Problem description:
Update the part of these lines that opens with the line containing "Each <instance> block calls" and closes with the line containing "positive clicks: (313, 364)" by replacing "rough mask" with "coarse mask", leaving everything else unchanged, and give back only that part.

Source data:

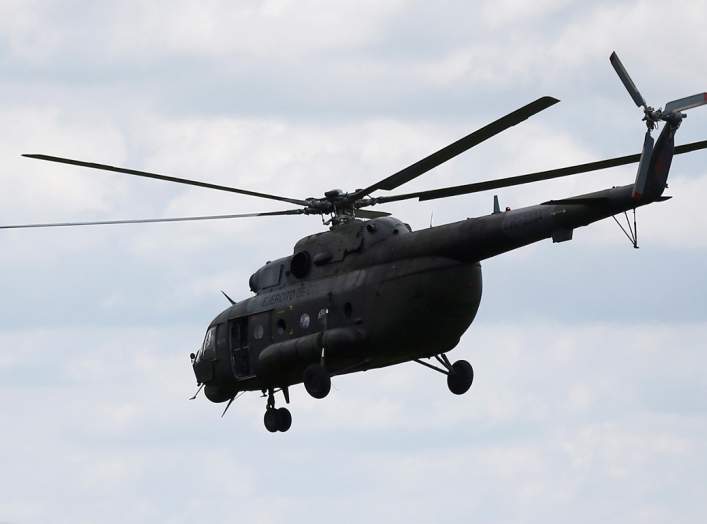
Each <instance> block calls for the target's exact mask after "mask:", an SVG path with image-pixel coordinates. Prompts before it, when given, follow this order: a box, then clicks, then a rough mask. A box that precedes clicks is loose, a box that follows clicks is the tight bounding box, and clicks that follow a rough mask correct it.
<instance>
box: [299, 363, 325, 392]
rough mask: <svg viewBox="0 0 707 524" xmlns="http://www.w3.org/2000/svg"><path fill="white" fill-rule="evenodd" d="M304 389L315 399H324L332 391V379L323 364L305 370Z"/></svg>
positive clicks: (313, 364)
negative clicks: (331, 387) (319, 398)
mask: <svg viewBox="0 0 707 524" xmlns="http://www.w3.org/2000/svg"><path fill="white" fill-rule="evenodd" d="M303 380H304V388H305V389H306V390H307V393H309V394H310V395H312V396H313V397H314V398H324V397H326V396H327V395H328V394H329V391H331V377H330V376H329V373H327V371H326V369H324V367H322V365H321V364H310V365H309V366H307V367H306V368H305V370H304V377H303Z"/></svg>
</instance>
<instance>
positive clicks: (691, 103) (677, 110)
* * *
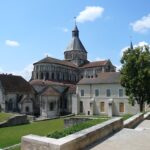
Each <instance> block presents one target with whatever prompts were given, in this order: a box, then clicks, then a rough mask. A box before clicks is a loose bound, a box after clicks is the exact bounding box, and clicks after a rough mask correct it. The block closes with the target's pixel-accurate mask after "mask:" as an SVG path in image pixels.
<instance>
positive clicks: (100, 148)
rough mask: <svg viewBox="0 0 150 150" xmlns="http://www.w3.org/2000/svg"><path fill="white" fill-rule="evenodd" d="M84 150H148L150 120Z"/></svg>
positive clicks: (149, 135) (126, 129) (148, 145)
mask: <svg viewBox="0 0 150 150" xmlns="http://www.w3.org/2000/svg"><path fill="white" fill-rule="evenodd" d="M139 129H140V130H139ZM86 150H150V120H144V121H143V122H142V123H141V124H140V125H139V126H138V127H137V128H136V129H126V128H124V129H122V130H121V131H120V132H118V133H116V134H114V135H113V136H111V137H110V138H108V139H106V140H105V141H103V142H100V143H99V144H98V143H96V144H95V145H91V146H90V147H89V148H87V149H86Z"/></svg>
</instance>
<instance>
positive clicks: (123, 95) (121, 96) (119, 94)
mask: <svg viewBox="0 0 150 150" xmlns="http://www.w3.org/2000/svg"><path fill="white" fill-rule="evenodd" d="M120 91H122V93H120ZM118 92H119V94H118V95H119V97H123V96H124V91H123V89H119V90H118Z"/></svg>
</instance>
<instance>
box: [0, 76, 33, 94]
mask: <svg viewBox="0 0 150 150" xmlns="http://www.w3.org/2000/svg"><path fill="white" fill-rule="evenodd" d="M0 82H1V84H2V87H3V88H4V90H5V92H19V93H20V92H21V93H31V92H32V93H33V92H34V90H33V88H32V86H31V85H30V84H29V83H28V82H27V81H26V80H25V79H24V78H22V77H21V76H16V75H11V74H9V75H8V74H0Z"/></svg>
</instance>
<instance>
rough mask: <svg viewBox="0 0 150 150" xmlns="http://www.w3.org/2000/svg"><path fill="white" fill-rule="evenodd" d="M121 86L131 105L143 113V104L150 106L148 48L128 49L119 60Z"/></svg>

Your response:
Each <instance> block calls for the target's exact mask after "mask:", an SVG path with image-pixel coordinates. Prompts before it, when given, follow this order: a box, then clicks, then a coarse mask. A box that precedes clicks is loose, a box that follows clicks is the tight bounding box, and clicks that follow a coarse mask correct it.
<instance>
box: [299, 363, 325, 392]
coarse mask: <svg viewBox="0 0 707 524" xmlns="http://www.w3.org/2000/svg"><path fill="white" fill-rule="evenodd" d="M304 389L315 399H324L332 391V379L323 364L305 370Z"/></svg>
positive clicks: (313, 364)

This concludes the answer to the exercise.